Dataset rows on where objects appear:
┌──

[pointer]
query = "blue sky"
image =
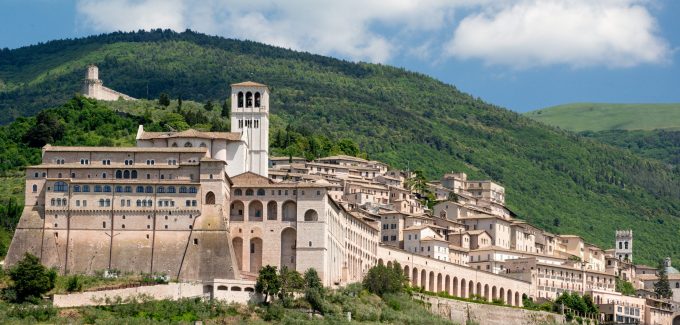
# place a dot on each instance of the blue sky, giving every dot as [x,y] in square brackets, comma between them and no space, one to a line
[519,54]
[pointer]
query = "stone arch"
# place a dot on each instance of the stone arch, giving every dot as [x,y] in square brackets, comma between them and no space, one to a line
[255,211]
[210,198]
[454,290]
[236,211]
[289,211]
[272,213]
[311,215]
[237,244]
[255,251]
[257,99]
[249,99]
[288,245]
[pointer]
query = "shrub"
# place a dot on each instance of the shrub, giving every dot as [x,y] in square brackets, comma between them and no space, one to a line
[30,279]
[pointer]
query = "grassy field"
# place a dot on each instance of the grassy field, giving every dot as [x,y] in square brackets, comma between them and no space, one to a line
[600,117]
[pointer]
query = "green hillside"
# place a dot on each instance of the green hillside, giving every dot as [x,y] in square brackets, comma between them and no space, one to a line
[602,117]
[556,179]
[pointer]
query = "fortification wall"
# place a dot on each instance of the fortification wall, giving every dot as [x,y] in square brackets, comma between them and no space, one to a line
[462,312]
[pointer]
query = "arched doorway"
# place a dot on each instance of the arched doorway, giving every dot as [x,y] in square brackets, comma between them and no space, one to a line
[255,255]
[289,211]
[210,198]
[255,211]
[288,240]
[237,243]
[271,210]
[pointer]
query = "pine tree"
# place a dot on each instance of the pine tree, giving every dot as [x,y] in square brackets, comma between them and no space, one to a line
[662,287]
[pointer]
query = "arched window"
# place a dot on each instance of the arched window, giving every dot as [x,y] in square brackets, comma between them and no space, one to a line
[239,100]
[249,99]
[210,198]
[257,99]
[60,187]
[311,215]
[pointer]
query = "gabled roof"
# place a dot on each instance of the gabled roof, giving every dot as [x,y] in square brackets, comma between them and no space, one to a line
[248,84]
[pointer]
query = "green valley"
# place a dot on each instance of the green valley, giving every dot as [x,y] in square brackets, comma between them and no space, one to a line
[556,179]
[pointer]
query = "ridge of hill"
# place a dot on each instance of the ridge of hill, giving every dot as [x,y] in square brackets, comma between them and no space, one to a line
[558,180]
[595,117]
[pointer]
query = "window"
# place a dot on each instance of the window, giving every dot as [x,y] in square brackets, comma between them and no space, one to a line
[60,187]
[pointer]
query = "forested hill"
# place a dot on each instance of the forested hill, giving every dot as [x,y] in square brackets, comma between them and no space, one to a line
[555,179]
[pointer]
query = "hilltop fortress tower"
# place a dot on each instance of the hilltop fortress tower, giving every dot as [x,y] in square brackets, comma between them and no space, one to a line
[624,245]
[94,88]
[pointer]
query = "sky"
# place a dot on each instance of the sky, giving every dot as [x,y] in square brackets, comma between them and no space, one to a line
[518,54]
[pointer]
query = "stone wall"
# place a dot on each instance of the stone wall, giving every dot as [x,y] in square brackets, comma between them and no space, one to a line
[238,291]
[462,312]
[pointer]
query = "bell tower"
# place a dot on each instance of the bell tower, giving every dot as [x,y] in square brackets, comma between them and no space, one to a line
[250,117]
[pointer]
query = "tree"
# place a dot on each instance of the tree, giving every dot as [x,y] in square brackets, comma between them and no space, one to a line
[164,100]
[208,106]
[291,282]
[662,287]
[268,282]
[225,109]
[382,279]
[31,279]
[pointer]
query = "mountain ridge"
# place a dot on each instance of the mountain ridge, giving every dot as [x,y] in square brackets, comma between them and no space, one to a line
[558,180]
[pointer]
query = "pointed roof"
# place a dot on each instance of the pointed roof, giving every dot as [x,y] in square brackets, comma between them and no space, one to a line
[248,84]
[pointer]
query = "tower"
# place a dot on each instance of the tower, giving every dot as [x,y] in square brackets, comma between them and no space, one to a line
[624,245]
[91,84]
[250,117]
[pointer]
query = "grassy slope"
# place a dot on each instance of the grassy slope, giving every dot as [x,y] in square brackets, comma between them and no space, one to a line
[402,118]
[599,117]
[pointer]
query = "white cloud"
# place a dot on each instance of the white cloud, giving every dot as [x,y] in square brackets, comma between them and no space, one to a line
[517,33]
[578,33]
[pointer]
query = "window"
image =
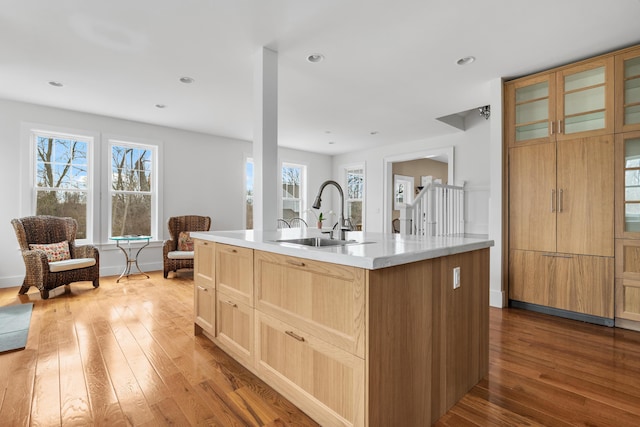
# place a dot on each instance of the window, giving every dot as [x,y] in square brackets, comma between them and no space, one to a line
[63,185]
[249,194]
[354,196]
[293,181]
[132,189]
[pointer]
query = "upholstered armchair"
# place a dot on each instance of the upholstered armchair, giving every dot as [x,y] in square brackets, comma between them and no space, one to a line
[177,252]
[50,254]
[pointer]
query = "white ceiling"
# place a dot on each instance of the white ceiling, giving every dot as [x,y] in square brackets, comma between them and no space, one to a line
[390,65]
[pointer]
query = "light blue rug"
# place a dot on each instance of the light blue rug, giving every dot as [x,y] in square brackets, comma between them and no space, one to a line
[14,326]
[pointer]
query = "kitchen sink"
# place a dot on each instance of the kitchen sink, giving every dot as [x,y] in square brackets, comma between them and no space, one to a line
[316,241]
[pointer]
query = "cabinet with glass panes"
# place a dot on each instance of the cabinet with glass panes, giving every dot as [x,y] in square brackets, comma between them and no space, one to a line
[628,91]
[571,102]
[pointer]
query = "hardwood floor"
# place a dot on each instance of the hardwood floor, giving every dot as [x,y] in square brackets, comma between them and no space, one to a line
[125,354]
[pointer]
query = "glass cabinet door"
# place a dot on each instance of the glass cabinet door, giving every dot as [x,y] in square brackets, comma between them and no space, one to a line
[628,94]
[531,109]
[585,100]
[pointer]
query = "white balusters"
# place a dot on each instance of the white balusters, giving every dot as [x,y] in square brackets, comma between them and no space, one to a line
[437,210]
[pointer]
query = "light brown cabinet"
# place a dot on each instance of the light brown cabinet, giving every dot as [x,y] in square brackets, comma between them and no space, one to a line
[234,272]
[628,230]
[559,133]
[328,381]
[204,286]
[561,197]
[577,283]
[235,327]
[628,91]
[628,282]
[204,272]
[326,300]
[234,302]
[356,347]
[571,102]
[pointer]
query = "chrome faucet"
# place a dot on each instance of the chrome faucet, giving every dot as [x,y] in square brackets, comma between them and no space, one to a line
[318,202]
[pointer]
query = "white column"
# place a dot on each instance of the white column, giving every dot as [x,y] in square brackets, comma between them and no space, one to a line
[265,140]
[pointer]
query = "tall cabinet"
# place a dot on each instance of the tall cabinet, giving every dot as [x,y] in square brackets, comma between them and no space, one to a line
[627,171]
[559,129]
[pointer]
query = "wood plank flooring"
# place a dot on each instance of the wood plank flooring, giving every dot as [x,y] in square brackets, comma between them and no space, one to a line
[125,354]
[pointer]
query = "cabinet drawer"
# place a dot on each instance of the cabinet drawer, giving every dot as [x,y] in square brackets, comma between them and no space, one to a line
[308,370]
[234,327]
[204,308]
[325,300]
[234,272]
[628,259]
[204,271]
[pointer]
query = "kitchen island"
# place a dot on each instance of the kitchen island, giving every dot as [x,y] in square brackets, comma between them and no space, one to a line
[370,332]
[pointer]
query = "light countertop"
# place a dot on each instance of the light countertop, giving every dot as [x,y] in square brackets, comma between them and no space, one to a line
[370,250]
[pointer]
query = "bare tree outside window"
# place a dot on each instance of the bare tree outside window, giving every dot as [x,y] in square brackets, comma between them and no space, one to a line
[62,182]
[131,184]
[291,191]
[354,197]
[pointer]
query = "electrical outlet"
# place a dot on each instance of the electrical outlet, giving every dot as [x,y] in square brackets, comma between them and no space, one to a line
[456,277]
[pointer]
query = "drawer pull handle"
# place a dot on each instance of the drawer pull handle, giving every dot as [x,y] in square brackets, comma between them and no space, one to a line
[294,335]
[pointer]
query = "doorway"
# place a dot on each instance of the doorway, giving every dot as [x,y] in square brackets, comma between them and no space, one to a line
[412,162]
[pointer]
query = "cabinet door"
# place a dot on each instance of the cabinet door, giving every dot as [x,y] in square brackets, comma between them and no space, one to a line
[532,197]
[628,279]
[628,91]
[585,223]
[586,99]
[234,327]
[204,308]
[326,300]
[308,370]
[234,272]
[578,283]
[204,268]
[530,106]
[627,182]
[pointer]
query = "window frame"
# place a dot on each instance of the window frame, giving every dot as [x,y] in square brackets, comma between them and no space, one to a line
[29,133]
[346,169]
[303,187]
[156,176]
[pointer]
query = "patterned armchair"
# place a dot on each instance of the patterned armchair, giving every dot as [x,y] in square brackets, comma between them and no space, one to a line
[177,252]
[51,256]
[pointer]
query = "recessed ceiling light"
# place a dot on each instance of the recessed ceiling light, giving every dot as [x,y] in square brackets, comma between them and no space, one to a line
[466,60]
[315,57]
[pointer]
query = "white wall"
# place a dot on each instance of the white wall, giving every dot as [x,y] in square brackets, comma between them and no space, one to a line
[319,167]
[202,175]
[471,154]
[477,162]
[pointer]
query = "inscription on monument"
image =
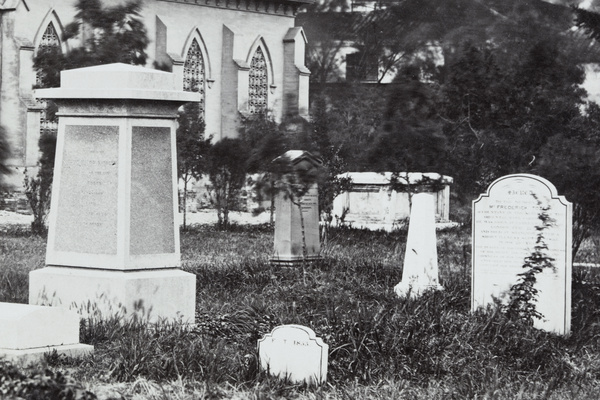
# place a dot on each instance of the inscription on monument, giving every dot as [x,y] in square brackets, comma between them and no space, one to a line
[152,214]
[504,233]
[88,190]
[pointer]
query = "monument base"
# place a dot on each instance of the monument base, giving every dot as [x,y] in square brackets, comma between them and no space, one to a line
[404,289]
[153,295]
[293,260]
[28,332]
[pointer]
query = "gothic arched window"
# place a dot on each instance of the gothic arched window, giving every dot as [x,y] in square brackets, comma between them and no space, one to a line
[194,73]
[258,85]
[49,41]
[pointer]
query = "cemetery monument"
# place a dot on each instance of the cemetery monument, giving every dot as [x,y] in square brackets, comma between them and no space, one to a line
[113,238]
[420,268]
[290,223]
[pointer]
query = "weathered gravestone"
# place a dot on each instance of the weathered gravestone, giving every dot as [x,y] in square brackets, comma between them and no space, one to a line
[504,233]
[293,217]
[294,352]
[113,240]
[28,332]
[420,269]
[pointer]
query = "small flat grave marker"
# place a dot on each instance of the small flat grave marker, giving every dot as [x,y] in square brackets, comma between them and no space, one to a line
[294,352]
[504,233]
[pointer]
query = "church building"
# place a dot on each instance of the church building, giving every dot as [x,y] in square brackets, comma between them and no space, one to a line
[246,56]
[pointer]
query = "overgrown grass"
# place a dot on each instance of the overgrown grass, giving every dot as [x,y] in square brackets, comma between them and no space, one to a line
[381,346]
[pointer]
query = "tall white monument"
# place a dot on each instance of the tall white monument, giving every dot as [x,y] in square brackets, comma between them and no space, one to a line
[113,240]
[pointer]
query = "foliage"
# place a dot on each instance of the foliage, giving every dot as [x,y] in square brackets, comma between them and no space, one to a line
[411,139]
[4,154]
[109,34]
[380,346]
[39,189]
[39,384]
[226,168]
[192,149]
[523,294]
[265,139]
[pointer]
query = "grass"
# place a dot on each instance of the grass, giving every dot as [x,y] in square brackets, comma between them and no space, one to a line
[381,346]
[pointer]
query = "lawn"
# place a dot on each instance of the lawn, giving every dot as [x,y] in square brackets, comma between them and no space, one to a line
[380,346]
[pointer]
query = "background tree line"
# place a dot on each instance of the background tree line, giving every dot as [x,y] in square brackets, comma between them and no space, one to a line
[506,99]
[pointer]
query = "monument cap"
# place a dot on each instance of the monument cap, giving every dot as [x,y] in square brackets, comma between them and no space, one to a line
[118,81]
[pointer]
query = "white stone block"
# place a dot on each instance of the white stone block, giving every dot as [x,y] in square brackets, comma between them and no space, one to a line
[27,332]
[153,294]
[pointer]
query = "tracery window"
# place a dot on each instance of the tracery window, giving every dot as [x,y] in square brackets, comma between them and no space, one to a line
[194,73]
[48,123]
[258,85]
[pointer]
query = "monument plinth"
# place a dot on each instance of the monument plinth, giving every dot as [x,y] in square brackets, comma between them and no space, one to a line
[113,236]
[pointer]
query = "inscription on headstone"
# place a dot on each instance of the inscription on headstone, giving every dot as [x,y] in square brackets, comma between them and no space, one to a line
[88,190]
[504,233]
[294,352]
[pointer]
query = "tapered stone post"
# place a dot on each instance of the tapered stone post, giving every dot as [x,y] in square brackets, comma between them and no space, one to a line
[420,270]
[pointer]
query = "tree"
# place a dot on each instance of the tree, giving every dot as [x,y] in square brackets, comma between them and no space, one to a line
[411,139]
[192,149]
[108,35]
[227,167]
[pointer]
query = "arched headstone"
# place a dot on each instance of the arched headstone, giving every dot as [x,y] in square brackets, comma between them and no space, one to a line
[504,233]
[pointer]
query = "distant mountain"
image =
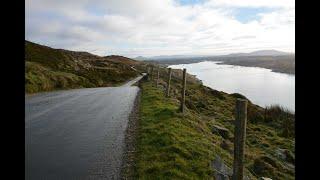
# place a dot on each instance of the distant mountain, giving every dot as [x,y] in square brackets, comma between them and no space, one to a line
[261,53]
[140,58]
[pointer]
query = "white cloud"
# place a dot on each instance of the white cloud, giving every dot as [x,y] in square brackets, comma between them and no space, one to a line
[158,27]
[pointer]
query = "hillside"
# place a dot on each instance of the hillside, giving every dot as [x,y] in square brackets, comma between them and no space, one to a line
[277,63]
[49,69]
[283,63]
[175,146]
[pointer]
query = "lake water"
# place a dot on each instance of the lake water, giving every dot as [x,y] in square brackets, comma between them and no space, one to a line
[261,86]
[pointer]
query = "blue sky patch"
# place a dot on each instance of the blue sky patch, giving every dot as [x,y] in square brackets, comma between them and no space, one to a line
[190,2]
[245,15]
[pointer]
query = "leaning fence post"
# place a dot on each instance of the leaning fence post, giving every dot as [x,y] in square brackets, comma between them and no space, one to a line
[182,103]
[151,72]
[158,74]
[239,138]
[168,84]
[148,73]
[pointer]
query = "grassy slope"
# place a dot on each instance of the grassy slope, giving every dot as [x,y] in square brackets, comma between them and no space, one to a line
[49,69]
[173,146]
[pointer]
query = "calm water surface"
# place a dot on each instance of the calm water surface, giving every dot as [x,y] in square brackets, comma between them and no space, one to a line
[260,85]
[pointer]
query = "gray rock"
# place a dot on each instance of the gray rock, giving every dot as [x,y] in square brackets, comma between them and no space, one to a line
[222,171]
[224,132]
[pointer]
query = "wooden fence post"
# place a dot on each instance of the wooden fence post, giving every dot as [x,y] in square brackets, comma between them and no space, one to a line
[239,138]
[168,84]
[158,75]
[183,93]
[148,73]
[151,72]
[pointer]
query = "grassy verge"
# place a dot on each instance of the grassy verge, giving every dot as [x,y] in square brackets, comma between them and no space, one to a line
[169,144]
[173,146]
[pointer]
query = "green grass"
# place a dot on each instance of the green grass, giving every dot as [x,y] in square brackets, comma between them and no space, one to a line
[170,145]
[173,146]
[48,69]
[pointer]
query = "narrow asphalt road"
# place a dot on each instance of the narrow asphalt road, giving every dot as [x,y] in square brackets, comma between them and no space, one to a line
[77,134]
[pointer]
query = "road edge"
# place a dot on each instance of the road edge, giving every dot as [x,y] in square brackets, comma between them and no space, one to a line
[128,160]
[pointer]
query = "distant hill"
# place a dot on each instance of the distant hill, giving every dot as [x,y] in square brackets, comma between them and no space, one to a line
[261,53]
[49,69]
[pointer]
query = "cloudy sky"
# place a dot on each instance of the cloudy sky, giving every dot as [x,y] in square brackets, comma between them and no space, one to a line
[162,27]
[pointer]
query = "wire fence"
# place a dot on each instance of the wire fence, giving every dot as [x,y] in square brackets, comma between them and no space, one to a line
[249,169]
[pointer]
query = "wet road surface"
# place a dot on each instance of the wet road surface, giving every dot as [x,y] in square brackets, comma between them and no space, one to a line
[77,134]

└──

• Your task
List each line of the listing above that contains the string "column". Case matters.

• Result
query = "white column"
# place a dot on each instance of the white column, giving every dot as [x,y] in square brackets, comma between them and no space, one to a line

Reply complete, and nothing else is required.